Directive.
Reproduce the following listing verbatim, keeping every line in its original order.

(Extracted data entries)
------------------------

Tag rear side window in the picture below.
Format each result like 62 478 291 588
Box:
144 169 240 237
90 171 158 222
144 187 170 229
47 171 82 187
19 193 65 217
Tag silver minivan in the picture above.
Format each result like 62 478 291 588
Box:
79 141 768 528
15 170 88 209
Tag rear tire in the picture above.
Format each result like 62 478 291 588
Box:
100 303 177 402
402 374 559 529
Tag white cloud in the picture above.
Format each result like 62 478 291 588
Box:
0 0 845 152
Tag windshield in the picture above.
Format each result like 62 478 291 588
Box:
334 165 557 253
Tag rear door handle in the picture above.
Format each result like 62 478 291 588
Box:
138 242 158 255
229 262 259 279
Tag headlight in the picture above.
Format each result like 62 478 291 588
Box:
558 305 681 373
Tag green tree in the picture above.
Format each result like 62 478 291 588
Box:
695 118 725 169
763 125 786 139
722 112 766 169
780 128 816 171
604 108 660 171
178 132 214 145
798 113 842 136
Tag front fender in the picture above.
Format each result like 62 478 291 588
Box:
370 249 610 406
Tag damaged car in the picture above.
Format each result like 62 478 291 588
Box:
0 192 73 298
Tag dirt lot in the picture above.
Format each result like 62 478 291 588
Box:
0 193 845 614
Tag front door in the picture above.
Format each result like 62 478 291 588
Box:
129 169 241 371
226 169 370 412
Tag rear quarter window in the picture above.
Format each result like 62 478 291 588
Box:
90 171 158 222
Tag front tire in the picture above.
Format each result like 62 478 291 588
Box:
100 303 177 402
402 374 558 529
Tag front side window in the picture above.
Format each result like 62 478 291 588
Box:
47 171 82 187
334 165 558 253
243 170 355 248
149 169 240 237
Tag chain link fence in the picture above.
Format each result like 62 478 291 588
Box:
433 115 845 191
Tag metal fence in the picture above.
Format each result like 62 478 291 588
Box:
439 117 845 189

------------------------

Solution.
Tag rear side window in the picture below.
Format each result like 62 478 291 588
Box:
144 169 240 237
90 171 158 222
144 187 170 229
47 171 82 187
19 193 65 217
Tag silver minivan in the picture above.
Format each result like 62 478 291 588
Box:
79 141 768 528
15 170 88 209
Tag rear tire in the picture above.
Format each result like 62 478 291 588
Box:
100 303 177 402
402 374 559 529
Tag white cloud in the picture above.
Format each result like 62 478 291 588
Box:
0 0 845 152
Tag windshield in the picture above.
Format each result like 62 478 291 588
Box:
334 165 557 253
Tag rear door handle in the picture above.
Format each result like 62 478 291 588
Box:
138 242 158 255
229 262 259 279
Tag headlight in the picture above.
Format each result like 62 478 291 588
Box:
558 305 681 373
Tag green tree in the picture above.
Format each result like 62 478 291 588
Box:
695 118 725 169
763 125 786 139
722 112 766 169
780 128 816 171
604 108 660 171
178 132 214 145
798 113 842 136
Tag front fender in the picture above.
Format each result like 62 478 291 588
Box:
370 249 610 406
Tag damaged car in the picture above.
Format each result like 62 478 291 588
Box:
0 192 73 298
Tag dirt lot in the picture above.
Format each result like 62 478 291 588
Box:
0 193 845 614
Tag front door in the picture above.
Format each result like 62 478 291 588
Box:
129 169 241 371
226 169 370 412
Tag rear quarter window in the picture above.
Format each result like 62 478 291 588
Box:
90 171 158 222
Tag front tire in the picture above.
Format each result like 62 478 291 588
Box:
100 303 177 402
402 374 558 529
Tag front side window in the picture above.
Format each result like 62 478 291 588
Box:
47 171 82 187
334 165 558 253
243 170 355 248
149 169 240 237
Tag chain link fence in the picture above.
Format each result like 62 478 291 588
Box:
433 115 845 191
Tag metal fence in the picture above.
Format each result like 62 478 291 588
Box:
439 117 845 189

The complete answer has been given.